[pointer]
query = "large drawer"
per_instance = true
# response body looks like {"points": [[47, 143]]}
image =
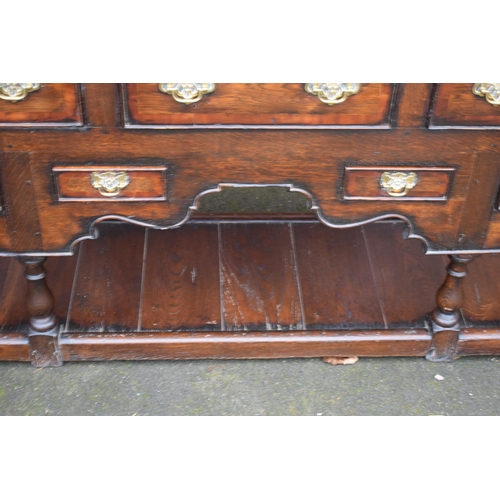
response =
{"points": [[54, 104], [257, 105], [465, 105]]}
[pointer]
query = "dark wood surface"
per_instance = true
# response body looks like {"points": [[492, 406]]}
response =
{"points": [[145, 183], [268, 104], [252, 280], [57, 104], [249, 290], [364, 183], [456, 106]]}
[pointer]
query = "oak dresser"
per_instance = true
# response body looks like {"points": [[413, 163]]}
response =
{"points": [[75, 155]]}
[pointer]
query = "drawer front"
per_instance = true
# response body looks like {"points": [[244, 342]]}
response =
{"points": [[397, 183], [52, 104], [257, 105], [105, 183], [464, 105]]}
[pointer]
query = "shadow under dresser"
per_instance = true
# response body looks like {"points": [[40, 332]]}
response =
{"points": [[373, 162]]}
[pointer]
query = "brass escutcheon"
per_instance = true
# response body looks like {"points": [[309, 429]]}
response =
{"points": [[186, 93], [17, 91], [398, 183], [332, 93], [109, 183]]}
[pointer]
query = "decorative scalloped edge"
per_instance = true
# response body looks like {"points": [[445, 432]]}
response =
{"points": [[94, 232], [313, 206]]}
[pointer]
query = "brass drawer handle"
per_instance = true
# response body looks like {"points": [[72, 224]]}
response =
{"points": [[186, 93], [398, 183], [109, 183], [17, 91], [332, 93], [490, 91]]}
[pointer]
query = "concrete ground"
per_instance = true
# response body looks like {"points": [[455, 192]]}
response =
{"points": [[387, 386]]}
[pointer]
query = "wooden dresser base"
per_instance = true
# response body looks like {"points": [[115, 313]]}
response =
{"points": [[247, 290]]}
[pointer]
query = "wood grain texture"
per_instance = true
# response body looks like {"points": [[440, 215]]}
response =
{"points": [[107, 289], [181, 281], [336, 278], [101, 104], [258, 278], [270, 104], [54, 104], [22, 221], [480, 203], [481, 290], [14, 314], [364, 183], [456, 106], [199, 160], [406, 280], [252, 344], [145, 183], [413, 103]]}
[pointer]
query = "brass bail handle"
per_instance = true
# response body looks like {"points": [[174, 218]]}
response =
{"points": [[398, 183], [109, 184]]}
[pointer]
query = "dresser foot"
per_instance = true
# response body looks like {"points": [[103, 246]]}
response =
{"points": [[43, 328], [446, 316], [444, 345]]}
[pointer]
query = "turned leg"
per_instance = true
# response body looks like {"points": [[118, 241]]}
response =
{"points": [[43, 327], [446, 316]]}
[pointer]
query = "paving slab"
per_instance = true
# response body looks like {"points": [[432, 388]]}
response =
{"points": [[283, 387]]}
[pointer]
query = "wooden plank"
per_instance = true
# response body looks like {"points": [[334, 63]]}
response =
{"points": [[181, 280], [267, 104], [336, 279], [108, 282], [4, 267], [14, 347], [413, 104], [101, 104], [258, 278], [22, 215], [14, 314], [481, 200], [481, 289], [60, 279], [479, 341], [254, 344], [406, 279]]}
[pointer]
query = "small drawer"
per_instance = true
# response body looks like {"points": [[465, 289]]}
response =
{"points": [[44, 104], [258, 105], [397, 183], [465, 105], [106, 183]]}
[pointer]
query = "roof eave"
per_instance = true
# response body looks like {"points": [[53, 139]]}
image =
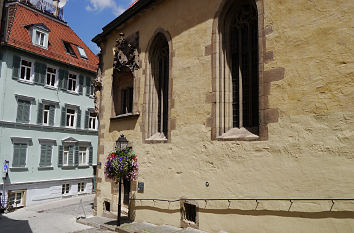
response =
{"points": [[126, 15]]}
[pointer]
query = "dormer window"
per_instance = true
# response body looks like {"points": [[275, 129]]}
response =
{"points": [[40, 35], [82, 52], [69, 49]]}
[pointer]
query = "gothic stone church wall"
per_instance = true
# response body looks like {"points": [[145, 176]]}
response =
{"points": [[306, 150]]}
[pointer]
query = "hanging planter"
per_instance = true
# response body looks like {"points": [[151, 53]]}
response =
{"points": [[121, 164]]}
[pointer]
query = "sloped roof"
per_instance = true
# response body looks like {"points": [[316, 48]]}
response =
{"points": [[22, 17]]}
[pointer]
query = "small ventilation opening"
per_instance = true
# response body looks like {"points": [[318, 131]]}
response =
{"points": [[191, 212], [107, 206]]}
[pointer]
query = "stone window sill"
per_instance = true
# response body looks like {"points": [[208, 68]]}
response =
{"points": [[126, 116], [18, 169], [238, 134]]}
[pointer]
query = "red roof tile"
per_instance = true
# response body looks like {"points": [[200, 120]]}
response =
{"points": [[20, 37]]}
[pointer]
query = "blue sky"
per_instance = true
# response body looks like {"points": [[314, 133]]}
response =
{"points": [[88, 17]]}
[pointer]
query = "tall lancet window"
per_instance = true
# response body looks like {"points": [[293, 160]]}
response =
{"points": [[158, 89], [238, 80]]}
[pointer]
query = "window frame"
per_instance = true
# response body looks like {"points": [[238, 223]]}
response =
{"points": [[31, 70], [45, 34], [76, 82], [74, 118], [56, 78]]}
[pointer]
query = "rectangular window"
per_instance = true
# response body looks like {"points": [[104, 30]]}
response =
{"points": [[92, 121], [16, 198], [46, 155], [65, 189], [83, 155], [70, 117], [82, 52], [23, 111], [26, 70], [72, 82], [81, 187], [20, 155], [46, 112], [69, 49], [51, 77]]}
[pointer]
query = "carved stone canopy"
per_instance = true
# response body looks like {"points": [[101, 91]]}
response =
{"points": [[126, 55]]}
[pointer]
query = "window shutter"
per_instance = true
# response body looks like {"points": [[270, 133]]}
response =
{"points": [[90, 155], [87, 118], [81, 84], [78, 125], [16, 155], [23, 155], [63, 117], [63, 79], [26, 111], [71, 155], [42, 161], [88, 86], [16, 67], [43, 72], [51, 114], [40, 113], [37, 68], [60, 156], [76, 155], [19, 111]]}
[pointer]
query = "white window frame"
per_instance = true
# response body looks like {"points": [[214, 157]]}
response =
{"points": [[31, 70], [51, 74], [81, 186], [45, 38], [73, 118], [91, 120], [82, 156], [67, 154], [76, 82], [66, 188], [16, 192], [82, 52]]}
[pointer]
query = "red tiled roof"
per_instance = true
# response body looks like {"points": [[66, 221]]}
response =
{"points": [[20, 37]]}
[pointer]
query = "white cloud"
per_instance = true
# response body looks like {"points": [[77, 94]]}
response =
{"points": [[99, 5]]}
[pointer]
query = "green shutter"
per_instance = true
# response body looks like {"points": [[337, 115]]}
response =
{"points": [[88, 85], [90, 155], [23, 155], [60, 155], [78, 125], [16, 67], [71, 155], [26, 111], [81, 84], [16, 155], [76, 155], [19, 111], [63, 117], [37, 68], [40, 113], [43, 73], [87, 118], [63, 79], [51, 114], [42, 161]]}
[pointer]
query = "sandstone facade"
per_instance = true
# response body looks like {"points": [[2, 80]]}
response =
{"points": [[306, 144]]}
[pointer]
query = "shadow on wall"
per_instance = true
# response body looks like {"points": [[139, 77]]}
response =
{"points": [[9, 225], [290, 214], [121, 125]]}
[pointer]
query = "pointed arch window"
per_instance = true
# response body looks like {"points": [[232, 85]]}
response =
{"points": [[158, 89], [238, 79]]}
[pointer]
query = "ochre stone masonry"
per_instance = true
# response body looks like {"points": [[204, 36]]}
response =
{"points": [[306, 143]]}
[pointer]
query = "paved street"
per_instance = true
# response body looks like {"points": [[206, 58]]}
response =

######

Objective
Which lines of the entries contain the word "small"? Show each of them in full.

Task response
query = "small drawer"
query = "small ventilation opening"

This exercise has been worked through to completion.